# Start of AVAILABLE RECORDS
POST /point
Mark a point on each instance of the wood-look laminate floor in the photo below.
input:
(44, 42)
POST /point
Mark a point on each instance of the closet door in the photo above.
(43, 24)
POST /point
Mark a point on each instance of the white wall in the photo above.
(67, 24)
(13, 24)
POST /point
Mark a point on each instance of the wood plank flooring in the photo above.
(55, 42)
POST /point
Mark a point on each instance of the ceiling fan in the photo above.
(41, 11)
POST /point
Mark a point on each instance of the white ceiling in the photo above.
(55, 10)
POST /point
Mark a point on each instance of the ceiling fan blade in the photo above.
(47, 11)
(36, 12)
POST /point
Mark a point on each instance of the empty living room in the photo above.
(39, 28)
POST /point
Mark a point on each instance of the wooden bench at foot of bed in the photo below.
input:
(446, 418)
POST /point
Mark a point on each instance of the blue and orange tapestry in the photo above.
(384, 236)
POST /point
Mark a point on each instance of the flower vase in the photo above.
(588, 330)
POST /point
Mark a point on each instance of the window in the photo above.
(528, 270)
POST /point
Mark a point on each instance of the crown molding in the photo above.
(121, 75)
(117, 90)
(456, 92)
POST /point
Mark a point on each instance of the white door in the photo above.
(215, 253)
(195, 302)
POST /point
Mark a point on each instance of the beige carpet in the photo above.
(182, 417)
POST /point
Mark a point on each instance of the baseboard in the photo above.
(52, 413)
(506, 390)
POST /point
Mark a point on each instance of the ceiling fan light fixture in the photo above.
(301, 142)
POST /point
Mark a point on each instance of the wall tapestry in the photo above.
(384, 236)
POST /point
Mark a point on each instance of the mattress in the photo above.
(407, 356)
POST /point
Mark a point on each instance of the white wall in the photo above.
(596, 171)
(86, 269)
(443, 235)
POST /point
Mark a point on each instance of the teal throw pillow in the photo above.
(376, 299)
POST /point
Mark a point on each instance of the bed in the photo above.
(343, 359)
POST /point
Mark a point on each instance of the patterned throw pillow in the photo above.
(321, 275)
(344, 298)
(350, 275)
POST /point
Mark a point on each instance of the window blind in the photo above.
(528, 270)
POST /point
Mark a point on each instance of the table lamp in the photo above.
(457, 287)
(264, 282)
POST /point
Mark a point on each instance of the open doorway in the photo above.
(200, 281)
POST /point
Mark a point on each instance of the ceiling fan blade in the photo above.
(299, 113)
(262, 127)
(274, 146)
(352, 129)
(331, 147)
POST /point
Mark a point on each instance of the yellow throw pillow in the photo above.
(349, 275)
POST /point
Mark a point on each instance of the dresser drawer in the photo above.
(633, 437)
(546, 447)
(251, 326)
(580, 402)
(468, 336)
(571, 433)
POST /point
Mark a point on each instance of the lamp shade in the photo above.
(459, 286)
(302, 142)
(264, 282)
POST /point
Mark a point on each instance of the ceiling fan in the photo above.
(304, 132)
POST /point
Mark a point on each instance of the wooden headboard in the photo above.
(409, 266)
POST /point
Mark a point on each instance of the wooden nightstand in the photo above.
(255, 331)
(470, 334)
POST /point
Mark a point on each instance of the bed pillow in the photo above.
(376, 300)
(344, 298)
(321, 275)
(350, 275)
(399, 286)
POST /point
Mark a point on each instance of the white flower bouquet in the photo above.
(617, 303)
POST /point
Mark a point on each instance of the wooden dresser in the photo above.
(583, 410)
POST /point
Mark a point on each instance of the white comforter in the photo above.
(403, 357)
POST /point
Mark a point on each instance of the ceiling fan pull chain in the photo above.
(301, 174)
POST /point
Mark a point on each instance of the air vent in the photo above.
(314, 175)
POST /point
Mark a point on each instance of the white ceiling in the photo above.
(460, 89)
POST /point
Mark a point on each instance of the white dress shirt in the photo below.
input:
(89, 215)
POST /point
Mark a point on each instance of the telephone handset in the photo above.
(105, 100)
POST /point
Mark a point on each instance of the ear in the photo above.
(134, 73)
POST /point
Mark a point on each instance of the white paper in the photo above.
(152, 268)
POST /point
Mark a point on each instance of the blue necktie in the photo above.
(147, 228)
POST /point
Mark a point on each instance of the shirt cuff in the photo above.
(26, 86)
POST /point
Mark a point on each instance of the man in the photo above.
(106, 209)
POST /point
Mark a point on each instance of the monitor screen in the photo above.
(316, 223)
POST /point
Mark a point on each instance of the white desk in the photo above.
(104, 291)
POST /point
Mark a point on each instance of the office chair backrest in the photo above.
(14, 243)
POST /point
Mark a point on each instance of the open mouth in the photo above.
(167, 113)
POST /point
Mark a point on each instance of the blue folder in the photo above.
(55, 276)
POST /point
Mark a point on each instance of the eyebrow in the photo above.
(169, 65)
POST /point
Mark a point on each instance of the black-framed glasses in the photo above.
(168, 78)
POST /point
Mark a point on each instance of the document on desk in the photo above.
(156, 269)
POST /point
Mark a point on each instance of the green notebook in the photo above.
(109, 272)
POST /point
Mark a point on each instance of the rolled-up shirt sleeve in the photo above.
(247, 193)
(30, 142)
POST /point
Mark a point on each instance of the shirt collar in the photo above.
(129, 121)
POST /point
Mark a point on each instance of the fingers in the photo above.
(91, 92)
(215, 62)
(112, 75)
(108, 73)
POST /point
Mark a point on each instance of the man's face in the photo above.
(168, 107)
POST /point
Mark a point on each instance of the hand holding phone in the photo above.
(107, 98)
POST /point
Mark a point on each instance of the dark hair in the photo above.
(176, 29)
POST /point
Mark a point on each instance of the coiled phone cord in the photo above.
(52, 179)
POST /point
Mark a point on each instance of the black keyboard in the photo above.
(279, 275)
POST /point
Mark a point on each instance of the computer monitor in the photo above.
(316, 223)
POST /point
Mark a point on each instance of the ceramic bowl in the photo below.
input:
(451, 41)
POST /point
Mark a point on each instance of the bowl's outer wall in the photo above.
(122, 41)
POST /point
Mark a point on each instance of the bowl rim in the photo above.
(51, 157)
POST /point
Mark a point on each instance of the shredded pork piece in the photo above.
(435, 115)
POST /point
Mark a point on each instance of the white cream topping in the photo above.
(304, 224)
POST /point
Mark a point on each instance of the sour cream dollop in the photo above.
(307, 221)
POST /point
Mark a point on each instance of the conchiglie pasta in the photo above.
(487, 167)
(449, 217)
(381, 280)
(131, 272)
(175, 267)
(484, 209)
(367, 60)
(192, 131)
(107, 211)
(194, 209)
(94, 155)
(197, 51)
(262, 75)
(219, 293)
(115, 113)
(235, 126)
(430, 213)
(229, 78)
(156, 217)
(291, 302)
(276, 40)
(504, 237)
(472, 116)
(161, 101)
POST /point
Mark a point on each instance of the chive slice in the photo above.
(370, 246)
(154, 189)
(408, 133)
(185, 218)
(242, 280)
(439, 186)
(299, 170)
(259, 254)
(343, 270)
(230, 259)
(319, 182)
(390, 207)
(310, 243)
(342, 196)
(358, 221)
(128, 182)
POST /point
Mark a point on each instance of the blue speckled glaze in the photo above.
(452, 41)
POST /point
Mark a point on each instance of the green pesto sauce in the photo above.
# End of AVAILABLE RECORDS
> WHAT YOU HAVE TO DO
Count the lines of the data above that contain the word "monitor", and give only that number.

> REPLY
2